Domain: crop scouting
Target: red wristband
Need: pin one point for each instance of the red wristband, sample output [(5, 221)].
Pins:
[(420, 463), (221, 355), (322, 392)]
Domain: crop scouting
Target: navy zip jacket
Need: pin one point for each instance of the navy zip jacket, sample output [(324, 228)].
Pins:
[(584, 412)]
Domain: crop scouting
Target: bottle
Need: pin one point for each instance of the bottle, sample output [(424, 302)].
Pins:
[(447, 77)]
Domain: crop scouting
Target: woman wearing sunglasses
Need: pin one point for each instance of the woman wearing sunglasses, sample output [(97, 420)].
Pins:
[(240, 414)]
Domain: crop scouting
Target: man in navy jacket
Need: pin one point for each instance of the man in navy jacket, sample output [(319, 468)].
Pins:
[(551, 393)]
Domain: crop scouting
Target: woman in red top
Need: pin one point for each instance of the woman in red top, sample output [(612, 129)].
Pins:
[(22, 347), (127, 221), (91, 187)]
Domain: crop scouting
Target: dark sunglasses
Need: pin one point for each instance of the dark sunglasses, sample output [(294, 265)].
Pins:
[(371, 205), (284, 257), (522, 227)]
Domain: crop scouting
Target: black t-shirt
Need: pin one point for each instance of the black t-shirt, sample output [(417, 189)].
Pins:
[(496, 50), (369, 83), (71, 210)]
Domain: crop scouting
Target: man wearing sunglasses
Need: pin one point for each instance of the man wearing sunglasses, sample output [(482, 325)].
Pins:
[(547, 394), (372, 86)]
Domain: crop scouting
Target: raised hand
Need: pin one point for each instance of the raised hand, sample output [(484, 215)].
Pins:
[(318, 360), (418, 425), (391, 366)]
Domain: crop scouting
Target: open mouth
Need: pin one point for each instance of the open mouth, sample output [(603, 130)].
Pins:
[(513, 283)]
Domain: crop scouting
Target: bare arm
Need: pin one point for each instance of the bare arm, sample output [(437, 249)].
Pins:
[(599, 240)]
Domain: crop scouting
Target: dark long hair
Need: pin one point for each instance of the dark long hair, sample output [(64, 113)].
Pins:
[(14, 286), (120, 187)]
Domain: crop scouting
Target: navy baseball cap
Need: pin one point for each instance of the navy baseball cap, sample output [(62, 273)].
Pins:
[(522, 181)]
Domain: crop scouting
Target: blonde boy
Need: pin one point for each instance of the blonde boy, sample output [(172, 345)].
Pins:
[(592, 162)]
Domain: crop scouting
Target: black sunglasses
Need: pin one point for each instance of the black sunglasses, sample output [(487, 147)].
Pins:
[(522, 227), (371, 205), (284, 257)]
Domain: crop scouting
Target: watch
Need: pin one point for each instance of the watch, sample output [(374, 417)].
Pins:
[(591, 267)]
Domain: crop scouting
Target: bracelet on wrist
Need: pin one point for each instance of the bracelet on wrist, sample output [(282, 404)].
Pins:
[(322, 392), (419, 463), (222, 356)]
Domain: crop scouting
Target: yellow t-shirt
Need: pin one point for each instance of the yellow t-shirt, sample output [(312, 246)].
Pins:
☆ ☆ ☆ ☆ ☆
* _WRITTEN INSTRUCTION_
Report every line of the entries above that contains the word "wristband", copying each such line in full.

* _TASK OUTPUT_
Target: red wristband
Need: pin one point for each instance of the red wristband, sample output [(5, 221)].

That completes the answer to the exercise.